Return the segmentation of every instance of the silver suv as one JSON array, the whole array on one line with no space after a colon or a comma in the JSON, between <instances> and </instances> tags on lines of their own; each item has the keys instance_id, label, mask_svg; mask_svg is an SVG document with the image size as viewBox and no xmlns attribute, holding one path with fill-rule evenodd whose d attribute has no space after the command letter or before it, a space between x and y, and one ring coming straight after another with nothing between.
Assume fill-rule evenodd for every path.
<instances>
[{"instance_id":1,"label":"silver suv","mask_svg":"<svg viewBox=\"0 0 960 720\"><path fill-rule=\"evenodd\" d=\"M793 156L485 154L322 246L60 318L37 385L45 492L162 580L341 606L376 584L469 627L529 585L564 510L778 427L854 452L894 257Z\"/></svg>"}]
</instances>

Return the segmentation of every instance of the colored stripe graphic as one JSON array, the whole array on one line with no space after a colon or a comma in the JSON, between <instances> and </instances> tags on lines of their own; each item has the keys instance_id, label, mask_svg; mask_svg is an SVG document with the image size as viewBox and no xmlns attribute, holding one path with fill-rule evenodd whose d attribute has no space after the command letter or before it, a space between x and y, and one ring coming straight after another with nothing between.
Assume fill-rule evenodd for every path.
::::::::
:: WHAT IS BEING ASKED ::
Copy out the lines of the items word for word, starting with the line that contains "Return the segmentation of every instance of the colored" and running through the last line of the items, both ends included.

:: OUTPUT FOR THIS EXERCISE ::
Return the segmentation of every instance of the colored stripe graphic as one JSON array, the whole array on one line with no space after a colon or a comma in the JSON, between <instances> and </instances> tags on lines of their own; each item has the keys instance_id, label, mask_svg; mask_svg is an SVG document with the image size as viewBox and no xmlns attribute, holding one path with fill-rule evenodd whose d attribute has no space after the command letter or before it, a space between x and y, and one ring coming straight after another with nothing between.
Assume fill-rule evenodd for every path.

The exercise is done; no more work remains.